**WRITTEN PROBLEM:**
Write the lines of the listing below as a numbered list, from the line containing "target: sky" through the line containing "POLYGON ((214 38, 221", with any blank lines left out.

Picture annotation entries
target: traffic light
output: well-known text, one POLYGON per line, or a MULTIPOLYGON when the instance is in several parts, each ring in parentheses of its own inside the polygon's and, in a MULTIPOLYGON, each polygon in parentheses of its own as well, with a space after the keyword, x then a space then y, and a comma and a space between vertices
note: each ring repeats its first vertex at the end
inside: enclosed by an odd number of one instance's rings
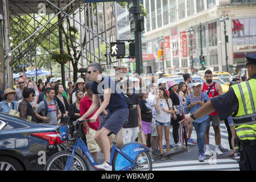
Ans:
POLYGON ((158 51, 158 58, 161 58, 163 57, 163 49, 159 49, 158 51))
POLYGON ((202 59, 201 59, 200 61, 201 61, 201 64, 202 65, 205 64, 205 60, 204 60, 204 56, 202 56, 202 59))

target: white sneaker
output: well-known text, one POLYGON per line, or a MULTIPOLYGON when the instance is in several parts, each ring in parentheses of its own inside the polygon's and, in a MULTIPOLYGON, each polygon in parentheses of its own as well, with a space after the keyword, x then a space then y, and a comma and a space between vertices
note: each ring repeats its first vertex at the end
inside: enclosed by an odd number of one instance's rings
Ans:
POLYGON ((215 152, 216 152, 217 155, 223 155, 223 152, 220 151, 220 148, 218 148, 218 147, 217 148, 215 148, 215 152))
POLYGON ((109 165, 106 161, 102 164, 94 166, 94 168, 101 171, 112 171, 112 166, 109 165))
POLYGON ((210 155, 210 148, 207 148, 205 152, 204 152, 205 155, 210 155))
POLYGON ((176 147, 177 148, 183 148, 183 146, 180 142, 175 144, 174 146, 175 146, 175 147, 176 147))

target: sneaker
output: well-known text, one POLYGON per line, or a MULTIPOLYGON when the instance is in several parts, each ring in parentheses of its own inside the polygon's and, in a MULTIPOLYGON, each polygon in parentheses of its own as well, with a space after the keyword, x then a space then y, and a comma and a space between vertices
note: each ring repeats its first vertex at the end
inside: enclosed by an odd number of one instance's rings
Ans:
POLYGON ((233 158, 235 159, 240 159, 240 154, 238 153, 235 153, 235 154, 234 154, 233 158))
POLYGON ((166 149, 166 145, 164 144, 164 145, 163 146, 163 150, 167 150, 167 149, 166 149))
POLYGON ((223 152, 218 148, 215 148, 215 152, 216 152, 217 155, 223 155, 223 152))
POLYGON ((196 142, 194 142, 193 139, 190 138, 188 139, 188 144, 190 146, 195 146, 196 144, 196 142))
POLYGON ((204 157, 201 154, 199 154, 199 156, 198 156, 198 160, 199 160, 199 162, 204 162, 204 157))
POLYGON ((174 158, 172 158, 171 156, 171 154, 169 154, 167 155, 167 159, 168 159, 168 160, 172 160, 172 159, 174 159, 174 158))
POLYGON ((170 144, 170 149, 171 149, 171 150, 175 150, 176 147, 175 146, 174 146, 173 145, 170 144))
POLYGON ((201 155, 203 156, 203 158, 204 158, 204 159, 205 160, 205 159, 206 159, 206 156, 205 156, 205 155, 204 155, 204 153, 202 153, 202 154, 201 154, 201 155))
POLYGON ((161 155, 161 154, 160 153, 160 152, 158 150, 154 150, 152 152, 152 154, 153 154, 155 156, 160 156, 161 155))
POLYGON ((159 160, 164 160, 165 159, 164 159, 164 155, 161 154, 159 160))
POLYGON ((143 158, 143 157, 139 157, 137 159, 137 163, 140 164, 145 163, 146 161, 143 158))
POLYGON ((112 171, 112 166, 109 165, 106 161, 102 164, 94 166, 94 168, 101 171, 112 171))
POLYGON ((176 148, 179 149, 183 148, 183 146, 179 142, 177 143, 174 146, 176 147, 176 148))
POLYGON ((218 148, 220 150, 221 152, 225 152, 228 151, 228 148, 223 147, 221 145, 218 146, 218 148))
POLYGON ((205 151, 204 152, 204 155, 210 155, 210 148, 207 148, 205 151))

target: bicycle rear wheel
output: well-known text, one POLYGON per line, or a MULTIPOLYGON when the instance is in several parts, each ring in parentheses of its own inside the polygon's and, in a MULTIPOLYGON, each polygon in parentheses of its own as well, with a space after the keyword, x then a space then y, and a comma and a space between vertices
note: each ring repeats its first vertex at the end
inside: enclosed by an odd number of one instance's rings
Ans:
MULTIPOLYGON (((151 158, 148 152, 139 154, 133 160, 137 165, 129 171, 152 171, 151 158)), ((113 170, 122 170, 131 164, 131 163, 121 154, 118 152, 115 154, 112 163, 113 170)))
MULTIPOLYGON (((65 171, 66 164, 69 164, 72 154, 71 152, 67 151, 56 153, 47 160, 44 171, 65 171)), ((89 168, 83 157, 75 153, 70 170, 89 171, 89 168)))

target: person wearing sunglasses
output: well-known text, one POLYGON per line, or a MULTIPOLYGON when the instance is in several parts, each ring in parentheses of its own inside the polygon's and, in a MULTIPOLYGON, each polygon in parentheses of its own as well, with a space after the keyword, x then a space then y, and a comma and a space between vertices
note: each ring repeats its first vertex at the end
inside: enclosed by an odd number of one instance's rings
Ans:
POLYGON ((95 140, 104 154, 105 162, 102 164, 94 166, 99 170, 112 171, 110 164, 110 144, 108 135, 110 133, 117 134, 128 118, 128 105, 122 94, 122 90, 109 77, 103 76, 101 64, 90 63, 87 68, 88 78, 93 81, 92 104, 88 110, 80 118, 83 120, 92 114, 98 107, 100 100, 102 101, 100 107, 90 117, 90 122, 96 122, 98 116, 105 109, 109 113, 100 121, 100 125, 95 135, 95 140))
POLYGON ((19 79, 18 79, 18 85, 19 85, 19 87, 15 89, 16 93, 14 96, 14 98, 17 101, 22 100, 23 98, 23 97, 22 96, 22 92, 23 91, 24 88, 25 87, 25 81, 24 79, 22 78, 22 77, 20 77, 19 78, 19 79))
POLYGON ((35 122, 35 114, 30 102, 33 102, 35 96, 35 90, 30 88, 26 87, 22 92, 23 100, 19 105, 18 111, 21 118, 35 122))

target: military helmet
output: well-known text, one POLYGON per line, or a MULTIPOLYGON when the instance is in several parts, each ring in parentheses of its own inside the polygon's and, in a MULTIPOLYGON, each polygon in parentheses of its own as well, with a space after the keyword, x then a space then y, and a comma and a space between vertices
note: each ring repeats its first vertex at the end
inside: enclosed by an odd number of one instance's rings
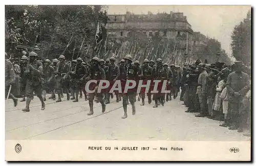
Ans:
POLYGON ((163 60, 161 58, 158 58, 157 60, 157 62, 163 62, 163 60))
POLYGON ((92 60, 96 61, 97 62, 98 62, 99 61, 99 58, 98 58, 97 57, 93 57, 92 60))
POLYGON ((128 59, 130 60, 130 61, 133 61, 133 58, 132 58, 132 56, 130 55, 126 55, 124 58, 123 58, 124 59, 128 59))
POLYGON ((29 57, 37 57, 37 54, 36 54, 33 51, 29 53, 29 57))
POLYGON ((99 62, 105 62, 105 61, 104 61, 104 59, 100 59, 99 60, 99 62))
POLYGON ((112 57, 111 58, 110 58, 110 60, 114 60, 114 61, 115 61, 115 60, 116 60, 116 59, 115 58, 115 57, 112 57))
POLYGON ((22 53, 23 55, 27 55, 27 52, 26 51, 23 51, 22 52, 22 53))
POLYGON ((51 61, 49 60, 48 59, 46 59, 44 61, 45 62, 48 62, 49 63, 51 63, 51 61))
POLYGON ((148 59, 145 59, 144 60, 143 60, 143 63, 145 63, 145 62, 149 62, 150 61, 148 60, 148 59))
POLYGON ((134 61, 134 64, 140 64, 140 62, 139 62, 138 60, 136 60, 135 61, 134 61))
POLYGON ((52 61, 53 62, 56 62, 56 63, 58 63, 59 62, 59 61, 58 60, 58 59, 53 59, 52 61))
POLYGON ((60 55, 59 57, 59 59, 66 59, 65 56, 63 55, 60 55))
POLYGON ((82 61, 82 58, 81 58, 79 57, 78 58, 77 58, 77 59, 76 59, 76 61, 82 61))
POLYGON ((29 58, 25 55, 23 55, 22 57, 22 59, 25 59, 25 60, 29 60, 29 58))

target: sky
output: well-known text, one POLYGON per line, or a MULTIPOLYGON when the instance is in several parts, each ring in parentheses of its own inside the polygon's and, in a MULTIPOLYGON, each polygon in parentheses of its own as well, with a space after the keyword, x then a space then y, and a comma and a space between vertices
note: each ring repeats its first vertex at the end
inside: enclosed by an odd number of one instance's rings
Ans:
POLYGON ((214 38, 221 43, 228 55, 232 51, 231 35, 234 27, 246 17, 250 6, 109 6, 109 14, 125 14, 126 11, 135 14, 147 14, 151 11, 169 13, 183 12, 194 31, 214 38))

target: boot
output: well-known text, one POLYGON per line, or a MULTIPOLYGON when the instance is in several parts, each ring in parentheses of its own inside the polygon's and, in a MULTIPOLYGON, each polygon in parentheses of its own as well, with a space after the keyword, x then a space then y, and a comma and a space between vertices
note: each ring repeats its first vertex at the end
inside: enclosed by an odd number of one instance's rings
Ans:
POLYGON ((42 99, 43 99, 44 101, 45 102, 46 101, 46 90, 42 90, 42 99))
POLYGON ((13 103, 14 103, 14 107, 16 107, 18 104, 18 99, 16 98, 12 93, 10 93, 10 97, 11 97, 11 99, 12 99, 12 100, 13 100, 13 103))
POLYGON ((60 90, 58 90, 58 100, 56 101, 56 103, 58 103, 58 102, 61 102, 61 93, 60 93, 60 90))
POLYGON ((24 95, 22 96, 22 99, 20 101, 20 102, 26 102, 26 98, 24 95))
POLYGON ((166 94, 166 102, 169 101, 169 95, 166 94))
POLYGON ((124 105, 123 104, 123 111, 124 112, 124 114, 123 116, 122 117, 122 118, 125 118, 127 117, 127 105, 124 105))
POLYGON ((93 102, 89 101, 90 112, 87 114, 88 115, 92 115, 93 114, 93 102))
POLYGON ((155 105, 153 106, 153 108, 157 108, 158 107, 158 100, 155 100, 155 105))
POLYGON ((106 94, 106 104, 110 104, 110 93, 108 93, 106 94))
POLYGON ((142 103, 141 103, 141 105, 143 106, 145 105, 145 99, 141 99, 142 100, 142 103))
POLYGON ((106 105, 105 104, 105 103, 103 101, 100 102, 100 103, 101 104, 101 107, 102 108, 102 112, 104 113, 106 110, 106 105))
POLYGON ((27 98, 27 100, 26 101, 26 108, 25 109, 22 109, 22 111, 26 112, 29 112, 29 105, 30 104, 30 102, 31 102, 31 98, 27 98))
POLYGON ((132 108, 133 110, 133 115, 134 115, 136 113, 136 110, 135 110, 135 104, 134 103, 131 103, 132 104, 132 108))
POLYGON ((75 92, 75 100, 73 101, 73 102, 78 102, 78 90, 76 90, 76 91, 75 92))

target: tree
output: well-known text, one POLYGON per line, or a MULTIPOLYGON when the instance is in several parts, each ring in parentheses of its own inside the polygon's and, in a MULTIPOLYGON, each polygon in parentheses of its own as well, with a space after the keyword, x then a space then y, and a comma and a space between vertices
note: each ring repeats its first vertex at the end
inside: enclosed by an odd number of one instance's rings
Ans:
POLYGON ((243 21, 234 28, 231 36, 232 56, 247 64, 251 63, 251 11, 249 11, 243 21))

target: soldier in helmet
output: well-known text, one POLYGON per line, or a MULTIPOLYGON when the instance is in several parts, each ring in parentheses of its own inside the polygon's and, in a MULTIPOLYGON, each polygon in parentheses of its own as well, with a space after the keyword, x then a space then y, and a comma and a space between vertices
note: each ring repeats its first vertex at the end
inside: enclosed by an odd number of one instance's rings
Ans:
POLYGON ((51 61, 46 59, 44 61, 42 74, 42 95, 44 101, 46 100, 47 91, 50 91, 52 95, 54 86, 54 68, 50 65, 51 61))
MULTIPOLYGON (((163 67, 168 71, 168 82, 166 86, 166 90, 172 91, 173 81, 173 72, 170 68, 168 68, 168 64, 164 63, 163 67)), ((171 93, 166 93, 166 102, 169 100, 172 100, 171 93)))
MULTIPOLYGON (((10 56, 5 53, 5 96, 7 97, 10 85, 14 84, 14 71, 12 64, 9 61, 10 56)), ((10 98, 13 100, 14 106, 16 107, 18 104, 18 99, 13 94, 10 93, 10 98)), ((8 99, 7 99, 8 100, 8 99)))
POLYGON ((77 64, 77 61, 76 60, 72 60, 71 61, 71 64, 70 65, 70 88, 71 89, 71 94, 72 94, 72 97, 70 98, 71 100, 74 100, 75 99, 75 76, 72 75, 72 72, 75 72, 76 66, 77 64))
POLYGON ((129 80, 135 80, 135 77, 138 75, 138 72, 135 72, 136 68, 134 65, 132 65, 132 58, 130 55, 127 55, 123 58, 125 61, 124 65, 120 65, 119 67, 120 72, 120 80, 122 86, 122 91, 123 92, 123 107, 124 114, 122 118, 127 117, 127 105, 128 100, 132 105, 133 115, 135 114, 135 98, 137 88, 128 89, 127 93, 124 93, 124 90, 126 81, 129 80))
MULTIPOLYGON (((114 57, 112 57, 110 59, 110 64, 109 64, 109 75, 108 80, 110 81, 110 87, 108 89, 108 96, 106 98, 106 104, 110 103, 110 93, 109 93, 109 91, 113 87, 114 83, 118 79, 120 76, 120 70, 119 67, 115 64, 115 62, 116 61, 116 59, 114 57)), ((115 94, 116 96, 116 102, 119 102, 119 98, 118 97, 118 92, 114 91, 115 94)))
POLYGON ((168 80, 168 70, 163 68, 163 61, 160 58, 157 60, 157 66, 153 68, 153 76, 154 79, 161 81, 161 82, 158 83, 157 86, 158 93, 153 94, 153 100, 155 101, 155 103, 153 108, 158 107, 158 100, 160 101, 162 105, 163 106, 165 93, 162 93, 161 91, 162 90, 163 81, 164 80, 168 80))
POLYGON ((79 57, 76 60, 77 64, 76 66, 75 72, 72 72, 72 74, 75 75, 75 93, 76 99, 73 102, 78 102, 78 92, 80 89, 81 89, 83 92, 83 94, 86 96, 86 92, 85 89, 84 76, 87 76, 87 70, 86 67, 82 65, 82 58, 79 57))
POLYGON ((25 72, 27 77, 26 95, 27 100, 26 108, 23 109, 23 112, 29 112, 29 105, 31 100, 34 98, 34 92, 40 99, 41 103, 41 110, 45 109, 45 102, 42 97, 42 82, 41 76, 42 74, 42 64, 38 61, 36 58, 37 54, 31 52, 29 54, 29 63, 28 64, 26 70, 25 72))
POLYGON ((20 94, 22 97, 22 99, 20 102, 26 101, 25 92, 26 92, 26 86, 27 85, 27 78, 25 75, 24 72, 26 70, 27 65, 29 58, 25 55, 22 57, 20 60, 20 94))
POLYGON ((61 102, 62 89, 64 89, 67 93, 67 99, 70 100, 69 93, 68 91, 68 86, 69 83, 69 71, 70 68, 69 65, 65 62, 66 58, 64 55, 60 55, 59 57, 59 63, 57 72, 55 73, 56 83, 57 91, 58 92, 58 100, 56 102, 61 102))
MULTIPOLYGON (((140 75, 139 76, 141 78, 141 80, 143 80, 142 84, 146 84, 147 80, 152 80, 152 75, 153 75, 153 70, 152 67, 148 65, 148 63, 150 61, 148 59, 145 59, 143 61, 143 66, 141 68, 141 72, 140 73, 140 75)), ((141 105, 143 106, 145 104, 145 88, 141 88, 141 100, 142 104, 141 105)), ((149 92, 147 93, 147 98, 148 104, 151 103, 151 94, 150 91, 151 90, 150 88, 149 92)))
POLYGON ((97 92, 99 81, 101 80, 104 80, 105 79, 105 72, 104 72, 103 68, 99 66, 99 59, 97 57, 93 58, 92 60, 92 65, 89 72, 88 72, 89 76, 86 78, 87 81, 89 81, 90 80, 95 80, 98 81, 96 84, 92 83, 89 85, 89 90, 95 90, 95 91, 94 92, 89 93, 89 103, 90 106, 90 112, 88 113, 88 115, 93 114, 93 100, 94 99, 96 95, 97 96, 98 100, 101 104, 102 113, 105 112, 106 108, 106 105, 103 101, 102 93, 101 92, 98 93, 97 92))

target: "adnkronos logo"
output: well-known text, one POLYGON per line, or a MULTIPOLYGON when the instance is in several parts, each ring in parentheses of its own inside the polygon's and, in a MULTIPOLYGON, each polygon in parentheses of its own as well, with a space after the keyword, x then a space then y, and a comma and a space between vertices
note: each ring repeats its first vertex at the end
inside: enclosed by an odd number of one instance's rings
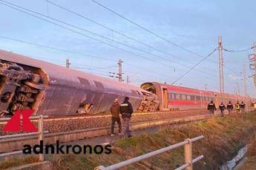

**FULL ANSWER:**
1. target: sky
2. output: well-known text, one POLYGON per line, or a MULTIPOLYGON when the instance is in several parts, each ring in parentheses of its own inside the polygon's and, in a MULTIPOLYGON, each polygon in parentheses of its own as well, with a space after the keyword, x then a space then y, and a comma and a space between vertices
3. note: each ring repeats its first vertex at the end
4. inside: enclosed by an odd number of one instance's rings
5. Ans:
6. POLYGON ((214 38, 221 43, 228 55, 232 51, 231 35, 234 27, 246 17, 250 6, 109 6, 109 14, 125 14, 126 11, 135 14, 147 14, 151 11, 169 13, 183 12, 194 31, 214 38))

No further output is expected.